━━━━━ Selected extract
Of the 175 cartoons, 110 had identifiable copyright years ranging from 1935 to 1992. Overall, there was a total of 106 lead and 127 minor female characters across all the cartoons, and a total of 326 lead and 587 minor male characters. Of the 175 cartoons 45% had no female leads, 50 had one female lead, 4% had two, and 1% had three. These cartoons included 1% with no male leads, 47% with one, 33% with two, 8% with three, 9% with four and 2% with five. There were no cartoons with gender-neutral leads.
Male vs. Female Comparisons
To address Hypothesis 1, paired t-tests were conducted comparing male and female characters across all cartoons. Using the cartoon (N = 175) as the unit of analysis, the results indicated that the cartoons had significantly more male lead (M = 1.86) and minor characters (M = 3.35) than female lead (M = .61) or minor characters (M = .95). Male characters talked nearly twice as much (M = 325.57 seconds) as did female characters (M = 179.39 seconds). The means for statistically significant (p [less than] .05) comparisons of characteristics of lead characters are presented in Table I. Due to deletion of missing data, the Ns for these analyses were all 95. Missing data occurred in cartoons for which there was no female lead, so the traits could not be judged for a female lead. The character ratings showed significant differences, such that the male characters were more independent, assertive, stereotypical, athletic, important, attractive, technical, and responsible than were the female characters. The female characters were rated significantly more emotional, warm, romantic, affectionate, sensitive, frail, mature, and domestic than the males.
Paired t-tests on the behavior and communication ratings were somewhat more problematic. Initial analyses indicated that male characters did more of everything than female characters, simply because there were so many more male characters than female characters. When the male and female behavior and communication variables were divided by the total number of male and female characters, respectively, t results showed significant differences, such that females engaged in every behavior more frequently than did the males. These results appeared to occur because there were so many more male characters, and dividing the male occurrences by the number of male characters resulted in very low scores.
━━━━━━━━━━
━━━━━ Extracted entries
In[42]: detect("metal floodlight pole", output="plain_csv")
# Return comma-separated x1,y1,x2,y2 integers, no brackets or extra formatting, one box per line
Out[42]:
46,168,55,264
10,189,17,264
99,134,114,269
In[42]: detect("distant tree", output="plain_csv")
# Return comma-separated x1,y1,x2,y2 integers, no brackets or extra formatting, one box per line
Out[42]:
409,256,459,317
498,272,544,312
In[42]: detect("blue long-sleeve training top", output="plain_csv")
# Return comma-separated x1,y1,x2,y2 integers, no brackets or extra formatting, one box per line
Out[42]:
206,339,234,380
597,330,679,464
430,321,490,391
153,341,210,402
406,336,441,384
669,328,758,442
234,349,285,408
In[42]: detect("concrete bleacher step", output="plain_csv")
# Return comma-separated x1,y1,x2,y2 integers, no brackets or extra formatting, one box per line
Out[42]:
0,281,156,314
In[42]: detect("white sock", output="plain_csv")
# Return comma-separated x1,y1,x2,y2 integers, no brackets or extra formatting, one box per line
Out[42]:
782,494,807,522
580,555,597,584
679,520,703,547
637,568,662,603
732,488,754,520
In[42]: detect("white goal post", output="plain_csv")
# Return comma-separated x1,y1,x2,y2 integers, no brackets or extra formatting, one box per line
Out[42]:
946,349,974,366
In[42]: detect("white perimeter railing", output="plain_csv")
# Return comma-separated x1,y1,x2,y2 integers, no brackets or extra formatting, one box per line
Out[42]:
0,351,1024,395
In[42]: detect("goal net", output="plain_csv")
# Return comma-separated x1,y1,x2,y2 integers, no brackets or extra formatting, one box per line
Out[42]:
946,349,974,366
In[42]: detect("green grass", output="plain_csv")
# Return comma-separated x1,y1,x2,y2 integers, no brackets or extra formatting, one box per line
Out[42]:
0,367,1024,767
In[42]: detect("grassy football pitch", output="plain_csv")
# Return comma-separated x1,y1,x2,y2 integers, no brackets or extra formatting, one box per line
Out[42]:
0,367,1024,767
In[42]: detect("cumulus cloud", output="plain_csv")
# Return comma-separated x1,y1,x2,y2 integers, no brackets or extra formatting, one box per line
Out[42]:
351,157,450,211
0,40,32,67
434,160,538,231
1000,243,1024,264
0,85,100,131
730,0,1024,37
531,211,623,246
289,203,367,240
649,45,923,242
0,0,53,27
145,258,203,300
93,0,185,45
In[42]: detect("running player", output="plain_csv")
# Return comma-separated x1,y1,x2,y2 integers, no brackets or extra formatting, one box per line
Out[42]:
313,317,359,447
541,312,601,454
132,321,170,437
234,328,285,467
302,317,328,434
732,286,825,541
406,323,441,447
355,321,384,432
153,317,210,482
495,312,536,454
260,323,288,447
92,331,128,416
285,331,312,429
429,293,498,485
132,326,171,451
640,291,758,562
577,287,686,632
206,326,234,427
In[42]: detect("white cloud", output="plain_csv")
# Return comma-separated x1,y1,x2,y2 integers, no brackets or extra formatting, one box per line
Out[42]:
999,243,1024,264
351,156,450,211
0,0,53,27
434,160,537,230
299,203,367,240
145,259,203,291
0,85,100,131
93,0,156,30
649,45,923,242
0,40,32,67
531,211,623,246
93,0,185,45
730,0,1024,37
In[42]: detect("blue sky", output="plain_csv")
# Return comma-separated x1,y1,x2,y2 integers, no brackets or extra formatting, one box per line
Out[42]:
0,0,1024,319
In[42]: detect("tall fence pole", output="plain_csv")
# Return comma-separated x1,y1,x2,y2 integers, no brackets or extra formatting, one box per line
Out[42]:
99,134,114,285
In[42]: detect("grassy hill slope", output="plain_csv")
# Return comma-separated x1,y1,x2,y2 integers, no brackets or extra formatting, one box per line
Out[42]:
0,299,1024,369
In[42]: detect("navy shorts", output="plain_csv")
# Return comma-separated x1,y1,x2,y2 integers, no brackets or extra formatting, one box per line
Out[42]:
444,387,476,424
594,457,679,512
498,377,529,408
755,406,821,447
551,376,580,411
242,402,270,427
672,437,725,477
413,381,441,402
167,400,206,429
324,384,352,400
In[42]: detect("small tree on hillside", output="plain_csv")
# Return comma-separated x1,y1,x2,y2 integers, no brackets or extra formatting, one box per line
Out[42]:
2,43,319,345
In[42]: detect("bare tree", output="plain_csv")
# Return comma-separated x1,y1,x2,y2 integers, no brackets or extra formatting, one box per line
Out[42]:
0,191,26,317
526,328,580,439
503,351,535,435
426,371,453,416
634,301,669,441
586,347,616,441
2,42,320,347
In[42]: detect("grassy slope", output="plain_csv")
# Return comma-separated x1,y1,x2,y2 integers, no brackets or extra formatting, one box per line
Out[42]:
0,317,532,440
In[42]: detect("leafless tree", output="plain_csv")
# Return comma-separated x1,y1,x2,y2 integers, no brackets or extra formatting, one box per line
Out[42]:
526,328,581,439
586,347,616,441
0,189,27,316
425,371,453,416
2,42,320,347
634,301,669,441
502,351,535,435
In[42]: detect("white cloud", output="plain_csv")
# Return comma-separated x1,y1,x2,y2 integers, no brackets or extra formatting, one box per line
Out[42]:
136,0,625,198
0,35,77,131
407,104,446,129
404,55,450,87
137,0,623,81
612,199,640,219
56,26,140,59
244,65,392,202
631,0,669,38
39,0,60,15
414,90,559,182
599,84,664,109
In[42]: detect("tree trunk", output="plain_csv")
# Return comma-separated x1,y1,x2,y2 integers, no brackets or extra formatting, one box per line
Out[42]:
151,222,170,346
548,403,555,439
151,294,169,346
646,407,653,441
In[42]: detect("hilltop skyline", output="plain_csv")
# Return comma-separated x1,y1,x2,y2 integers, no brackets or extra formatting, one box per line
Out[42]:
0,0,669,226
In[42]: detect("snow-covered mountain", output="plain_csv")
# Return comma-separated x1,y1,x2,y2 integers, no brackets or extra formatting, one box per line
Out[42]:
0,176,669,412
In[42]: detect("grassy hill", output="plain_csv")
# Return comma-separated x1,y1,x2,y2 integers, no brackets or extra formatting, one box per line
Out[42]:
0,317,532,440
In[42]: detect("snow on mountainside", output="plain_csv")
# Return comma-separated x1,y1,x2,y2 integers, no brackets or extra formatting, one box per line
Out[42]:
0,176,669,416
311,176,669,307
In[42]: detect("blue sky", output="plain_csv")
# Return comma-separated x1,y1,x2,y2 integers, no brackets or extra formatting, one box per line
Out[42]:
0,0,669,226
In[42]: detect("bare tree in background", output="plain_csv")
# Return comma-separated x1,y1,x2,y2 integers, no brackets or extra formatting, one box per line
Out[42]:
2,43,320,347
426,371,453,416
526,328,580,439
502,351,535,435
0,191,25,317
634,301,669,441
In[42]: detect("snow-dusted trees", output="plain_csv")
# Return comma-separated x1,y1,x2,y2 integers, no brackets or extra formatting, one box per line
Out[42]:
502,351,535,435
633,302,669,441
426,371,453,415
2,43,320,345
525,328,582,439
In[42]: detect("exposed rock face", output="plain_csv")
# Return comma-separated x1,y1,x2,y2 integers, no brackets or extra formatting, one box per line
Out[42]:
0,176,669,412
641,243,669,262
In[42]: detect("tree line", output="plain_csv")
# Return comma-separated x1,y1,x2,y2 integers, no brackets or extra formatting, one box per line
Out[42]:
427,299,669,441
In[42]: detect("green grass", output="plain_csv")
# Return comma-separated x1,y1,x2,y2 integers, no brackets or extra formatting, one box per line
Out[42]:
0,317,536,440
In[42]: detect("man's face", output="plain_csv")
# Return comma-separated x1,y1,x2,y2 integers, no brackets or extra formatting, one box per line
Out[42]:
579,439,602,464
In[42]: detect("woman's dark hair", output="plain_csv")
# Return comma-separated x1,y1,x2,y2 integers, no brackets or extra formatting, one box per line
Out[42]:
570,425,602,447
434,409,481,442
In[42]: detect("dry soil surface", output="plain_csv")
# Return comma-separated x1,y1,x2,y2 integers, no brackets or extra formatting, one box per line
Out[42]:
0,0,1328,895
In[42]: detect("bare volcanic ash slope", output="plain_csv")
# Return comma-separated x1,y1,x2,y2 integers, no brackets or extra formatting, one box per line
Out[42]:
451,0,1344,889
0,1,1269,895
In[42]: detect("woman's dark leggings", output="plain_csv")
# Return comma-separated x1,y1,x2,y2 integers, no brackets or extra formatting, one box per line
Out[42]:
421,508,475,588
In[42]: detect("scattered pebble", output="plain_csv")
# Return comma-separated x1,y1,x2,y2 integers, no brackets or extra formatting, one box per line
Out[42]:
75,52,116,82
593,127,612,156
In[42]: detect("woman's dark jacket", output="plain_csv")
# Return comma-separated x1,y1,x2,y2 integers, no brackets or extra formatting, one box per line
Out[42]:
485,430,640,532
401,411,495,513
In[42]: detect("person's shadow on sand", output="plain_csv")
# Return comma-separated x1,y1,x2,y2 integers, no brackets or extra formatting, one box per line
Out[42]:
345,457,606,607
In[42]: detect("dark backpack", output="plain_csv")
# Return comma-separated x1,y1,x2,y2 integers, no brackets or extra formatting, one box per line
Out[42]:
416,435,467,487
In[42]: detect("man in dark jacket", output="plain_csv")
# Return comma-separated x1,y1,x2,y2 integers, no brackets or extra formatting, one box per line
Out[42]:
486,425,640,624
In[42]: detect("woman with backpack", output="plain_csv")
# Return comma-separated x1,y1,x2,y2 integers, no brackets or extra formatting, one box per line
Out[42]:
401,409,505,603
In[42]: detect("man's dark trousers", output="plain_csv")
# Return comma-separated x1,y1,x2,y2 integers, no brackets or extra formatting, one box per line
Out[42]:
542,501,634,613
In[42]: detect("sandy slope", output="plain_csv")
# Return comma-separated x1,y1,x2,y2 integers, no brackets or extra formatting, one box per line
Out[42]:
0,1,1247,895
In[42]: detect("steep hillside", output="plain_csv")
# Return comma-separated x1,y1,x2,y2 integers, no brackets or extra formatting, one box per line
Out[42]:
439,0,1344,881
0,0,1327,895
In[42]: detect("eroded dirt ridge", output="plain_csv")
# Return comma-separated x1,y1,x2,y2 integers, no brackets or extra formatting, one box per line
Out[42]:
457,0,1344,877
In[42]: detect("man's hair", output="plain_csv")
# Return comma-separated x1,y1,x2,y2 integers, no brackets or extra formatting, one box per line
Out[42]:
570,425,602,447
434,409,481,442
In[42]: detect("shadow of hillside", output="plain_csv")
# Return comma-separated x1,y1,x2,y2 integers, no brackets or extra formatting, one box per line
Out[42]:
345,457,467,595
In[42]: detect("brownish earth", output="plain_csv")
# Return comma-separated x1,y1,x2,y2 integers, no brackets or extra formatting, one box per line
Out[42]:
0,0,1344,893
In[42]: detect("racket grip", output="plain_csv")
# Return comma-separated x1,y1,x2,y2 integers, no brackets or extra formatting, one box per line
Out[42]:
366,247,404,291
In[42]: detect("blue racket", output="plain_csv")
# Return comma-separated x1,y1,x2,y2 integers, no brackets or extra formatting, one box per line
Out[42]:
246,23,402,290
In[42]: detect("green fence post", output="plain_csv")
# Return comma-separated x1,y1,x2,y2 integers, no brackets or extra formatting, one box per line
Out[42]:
━━━━━━━━━━
Stated goal 1: Write out the part of the cartoon study between "Paired t-tests on" and "very low scores.", inclusive.
Stated goal 2: According to the cartoon study, what was the mean talking time for male characters?
Stated goal 3: List every trait on which the cartoon study says female characters were rated significantly higher than male characters.
The items come from a different source than the cartoon study.

Exercise result 1:
Paired t-tests on the behavior and communication ratings were somewhat more problematic. Initial analyses indicated that male characters did more of everything than female characters, simply because there were so many more male characters than female characters. When the male and female behavior and communication variables were divided by the total number of male and female characters, respectively, t results showed significant differences, such that females engaged in every behavior more frequently than did the males. These results appeared to occur because there were so many more male characters, and dividing the male occurrences by the number of male characters resulted in very low scores.

Exercise result 2: 325.57 seconds

Exercise result 3: emotional, warm, romantic, affectionate, sensitive, frail, mature, domestic